Selected passage »

════════════════

The defendant’s argument would require a panel to do more than to state its unanimous determination that probable cause exists based on the material presented to it, to state in detail its findings of probable cause as to the nine factors specified in General Statutes § 54-41d, and to state its determination as to the additional matters covered by General Statutes § 54-41e. The defendant would in effect require the panel to draft and agree unanimously on a memorandum of decision somehow spelling out its reasons as to all nine factors specified in General Statutes § 54-41d. This reading of General Statutes § 54-41e misperceives the nature of a memorandum of decision regarding a probable cause determination, would not comport with common sense, would lead to an unreasonable result and would thwart the purpose of the wiretap statutory scheme. State v. Ralston, supra.

When a reviewing court, such as a trial court acting on a motion to suppress or an appellate court reviewing a trial court’s decision on such a motion, issues a written decision in response to a defendant’s challenge to the validity of a wiretap order, it ordinarily does so in response to specific claims of defect. Thus, the issues addressed by the court are necessarily confined by the nature of the claims of defect. The defendant’s argument would require the panel to construct a written memorandum of decision in the absence of any such claims of defect and, presumably, to anticipate them before they are even made. We cannot attribute to the legislature the intent to create such an unprecedented and bizarre judicial procedure. See Connecticut Natural Gas Corporation v. DPUC, 1 Conn. App. 1, 4, 467 A.2d 679 (1983).

Furthermore, such a requirement would undoubtedly require time, a commodity which is ordinarily in short supply when the need for a wiretap is demonstrated. Several of the probable cause determinations required by General Statutes § 54-41d involve findings which focus on timeliness. Subsection (1) of General Statutes § 54-41d requires a finding that an “individual ... is committing an offense enumerated in section 54-41b”; subsection (2) requires a finding that “particular communications will constitute material evidence that [such] an offense . . . is being committed”; and subsection (5) requires a finding that the tapped facilities or their location “are being used, or are about to be used, in connection with the commission of such an offense . . . .’’It takes little imagination or understanding of the process of gaining considered unanimity among three judges to the contents and wording of a decision, to realize that, while that process is taking place, the bases of those findings could evaporate. Thus, the defendant’s argument would thwart a principal purpose of the wiretap scheme, namely, to permit the apprehension, under appropriate safeguards, of persons who have committed or are committing the crimes specified in General Statutes § 54-41b. Indeed, the defendant’s proposed reading of General Statutes § 54-41d would in all likelihood produce wiretap orders issued upon bases that no longer exist, and thus would run counter to the “legislative concern that wiretap orders not issue based on stale information.” State v. Ralston, supra, 683.

C

THE DEFENDANT’S CLAIM THAT THE STATE’S ATTORNEY WAS UNAUTHORIZED TO APPLY

The defendant’s third attack on the validity of the wiretap order is that the state’s attorney for the judicial district of Hartford-New Britain was not an authorized applicant for a wiretap order because he was not a “principal prosecuting attorney of any political subdivision” of the state within the meaning of 18 U.S.C. § 2516 (2). This argument is without merit.

════════════════

Recorded data »
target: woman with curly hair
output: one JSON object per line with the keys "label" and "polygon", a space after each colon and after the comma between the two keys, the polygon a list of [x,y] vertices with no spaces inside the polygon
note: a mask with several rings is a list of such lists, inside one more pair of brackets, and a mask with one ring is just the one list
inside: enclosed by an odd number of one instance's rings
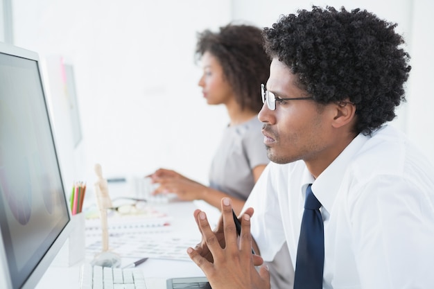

════════════════

What to do »
• 1. Do these statements agree with the wiretap passage? Mark each yes or no and quote the words that decide it. (a) A wiretap panel consists of three judges. (b) Subsection (1) of General Statutes § 54-41d requires a finding that particular communications will constitute material evidence. (c) The court rejects the claim that the state's attorney was not an authorized applicant.
• 2. In the wiretap passage, what judicial district did the state's attorney serve?
• 3. Please return the wiretap passage, starting with "The defendant’s third" and going on through "is without merit.".
The data are separate material from the wiretap passage.

Responses to the exercise »
• 1.
(a) Yes: "gaining considered unanimity among three judges"
(b) No: "subsection (2) requires a finding that “particular communications will constitute material evidence"
(c) Yes: "This argument is without merit."

• 2. Hartford-New Britain

• 3.
The defendant’s third attack on the validity of the wiretap order is that the state’s attorney for the judicial district of Hartford-New Britain was not an authorized applicant for a wiretap order because he was not a “principal prosecuting attorney of any political subdivision” of the state within the meaning of 18 U.S.C. § 2516 (2). This argument is without merit.